+++ Document excerpt
They were a distraction that peeked in through the darkness less than 10 years ago. The 2001 New York Yankees, lifting up a battered city during a cathartic post season run that ended with defeat.
The Yankees and the Mets were there in the days following 9/11, meeting rescue workers and their families, offering an ear and, at times, a shoulder to those who needed to let loose.
You remember it more in times of extreme tragedy, that sense of community that still exists between a pro sports team and its city. We saw it with the Saints in New Orleans and the Yankees and Mets in New York. Today, however, the Yankees organization seemingly forgot.
Things have changed greatly in the last decade, with the Yankees becoming more corporate, more antiseptic. They no longer play in a charming relic but rather a polished museum. George Steinbrenner is gone and Joe Torre is no longer with the team, both replaced by the less emotional Hal Steinbrenner and Joe Girardi.
The Yankees officially remembered 9/11 before today’s game with the Baltimore Orioles; making team leaders Derek Jeter, Jorge Posada, and Mariano Rivera available to talk about their experiences during the tragedy while asking team employee Hank Grazioso, who lost his two sons in the towers, to throw out the first pitch. The team also invited several wounded veterans from Walter Reed Medical Center, Medal of Honor recipient Leroy Petry, and former Secretary of Defense Donald Rumsfeld onto the field for a tribute where they were greeted by a single team representative, Nick Swisher.
++++++
▶ Your goal: Continue the piece on the Yankees' 9/11 remembrance from its final sentence onward.
+++ Information shown
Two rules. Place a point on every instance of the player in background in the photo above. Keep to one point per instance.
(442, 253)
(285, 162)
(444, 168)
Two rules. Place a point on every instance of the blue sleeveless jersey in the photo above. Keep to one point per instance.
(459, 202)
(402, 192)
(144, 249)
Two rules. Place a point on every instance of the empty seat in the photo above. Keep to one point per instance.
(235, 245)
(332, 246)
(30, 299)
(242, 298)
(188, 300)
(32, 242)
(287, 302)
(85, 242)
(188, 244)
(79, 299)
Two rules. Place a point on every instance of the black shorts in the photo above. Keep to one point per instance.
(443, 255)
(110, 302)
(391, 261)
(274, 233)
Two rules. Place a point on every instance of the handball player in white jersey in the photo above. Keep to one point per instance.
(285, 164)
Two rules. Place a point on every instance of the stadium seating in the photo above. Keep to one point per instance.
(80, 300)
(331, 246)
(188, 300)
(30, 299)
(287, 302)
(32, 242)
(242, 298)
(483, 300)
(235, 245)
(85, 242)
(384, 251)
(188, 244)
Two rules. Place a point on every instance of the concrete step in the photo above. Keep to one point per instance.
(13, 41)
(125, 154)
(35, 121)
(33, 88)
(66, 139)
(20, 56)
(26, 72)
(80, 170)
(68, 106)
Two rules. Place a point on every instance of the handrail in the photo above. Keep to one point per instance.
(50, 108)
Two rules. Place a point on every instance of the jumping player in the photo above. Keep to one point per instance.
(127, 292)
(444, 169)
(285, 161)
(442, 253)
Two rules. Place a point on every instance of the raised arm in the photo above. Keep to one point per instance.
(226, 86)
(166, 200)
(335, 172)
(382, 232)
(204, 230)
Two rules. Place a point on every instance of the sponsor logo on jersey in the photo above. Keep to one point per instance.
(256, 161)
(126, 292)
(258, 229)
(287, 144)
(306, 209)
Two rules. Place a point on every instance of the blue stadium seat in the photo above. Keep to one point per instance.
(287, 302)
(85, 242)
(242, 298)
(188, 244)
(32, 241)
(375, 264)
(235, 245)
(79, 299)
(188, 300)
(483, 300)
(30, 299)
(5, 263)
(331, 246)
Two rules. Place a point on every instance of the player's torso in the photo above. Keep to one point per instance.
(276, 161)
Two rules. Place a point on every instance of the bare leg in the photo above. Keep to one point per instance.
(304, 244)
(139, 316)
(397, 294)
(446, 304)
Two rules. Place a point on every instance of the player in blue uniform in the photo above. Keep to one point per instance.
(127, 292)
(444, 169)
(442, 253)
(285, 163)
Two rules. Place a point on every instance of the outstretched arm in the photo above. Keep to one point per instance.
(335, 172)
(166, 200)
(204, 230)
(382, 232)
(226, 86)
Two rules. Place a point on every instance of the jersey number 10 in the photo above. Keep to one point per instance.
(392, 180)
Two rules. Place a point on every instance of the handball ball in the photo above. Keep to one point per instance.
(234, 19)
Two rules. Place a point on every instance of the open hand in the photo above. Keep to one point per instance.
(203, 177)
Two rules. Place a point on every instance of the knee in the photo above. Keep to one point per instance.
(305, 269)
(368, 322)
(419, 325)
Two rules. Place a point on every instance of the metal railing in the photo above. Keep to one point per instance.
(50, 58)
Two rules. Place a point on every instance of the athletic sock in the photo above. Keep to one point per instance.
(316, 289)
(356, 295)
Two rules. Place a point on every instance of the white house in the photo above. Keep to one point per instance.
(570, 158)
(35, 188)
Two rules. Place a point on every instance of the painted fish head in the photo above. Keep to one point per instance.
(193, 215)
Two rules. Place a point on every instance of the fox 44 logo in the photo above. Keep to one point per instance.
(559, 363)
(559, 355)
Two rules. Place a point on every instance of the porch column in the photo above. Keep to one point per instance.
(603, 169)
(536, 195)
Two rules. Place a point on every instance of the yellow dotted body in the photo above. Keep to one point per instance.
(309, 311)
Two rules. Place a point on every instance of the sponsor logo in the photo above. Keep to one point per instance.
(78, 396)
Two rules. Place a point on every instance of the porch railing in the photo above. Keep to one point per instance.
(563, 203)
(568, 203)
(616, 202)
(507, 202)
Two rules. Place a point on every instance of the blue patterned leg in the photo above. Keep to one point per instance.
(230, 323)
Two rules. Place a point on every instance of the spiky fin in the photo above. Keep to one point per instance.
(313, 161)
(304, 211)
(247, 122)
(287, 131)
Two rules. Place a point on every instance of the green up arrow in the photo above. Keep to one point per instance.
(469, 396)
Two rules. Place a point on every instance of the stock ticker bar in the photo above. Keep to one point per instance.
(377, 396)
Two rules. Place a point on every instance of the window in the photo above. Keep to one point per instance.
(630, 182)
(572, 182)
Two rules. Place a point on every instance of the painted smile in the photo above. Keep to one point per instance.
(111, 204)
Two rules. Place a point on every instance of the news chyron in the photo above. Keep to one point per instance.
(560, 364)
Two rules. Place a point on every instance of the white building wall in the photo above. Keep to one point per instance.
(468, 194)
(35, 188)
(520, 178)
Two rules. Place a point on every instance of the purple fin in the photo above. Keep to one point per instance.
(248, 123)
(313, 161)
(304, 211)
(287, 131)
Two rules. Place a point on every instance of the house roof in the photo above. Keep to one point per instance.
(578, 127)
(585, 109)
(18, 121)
++++++
▶ Result of the exercise:
Swisher is, among other things, someone who possess the enthusiasm of five men. However, he is only one man, and not someone who was with the team during that horrific September nearly 10 years ago. Now I don’t know if the Yankees had planned something grander that was disrupted by the weather or if it was put off because the Yankees had played into the early morning the night before. I don’t care.
No excuse stands as valid, no puny sacrifice that players and other personnel would have had to make to walk out onto that field comes anywhere near the sacrifice that these true heroes know, heroes who deserved to be saluted and publicly acknowledged by everyone from Derek Jeter to Jesus Montero.
After years of witnessing the pomp that follows a so called “Yankee Moment” or achievement great and small; the level of celebration affixed to Old Timers Day or the retirement of a beloved long term employee, one would think that the Yankees organization could muster more than a PR stunt for those most affected by 9/11.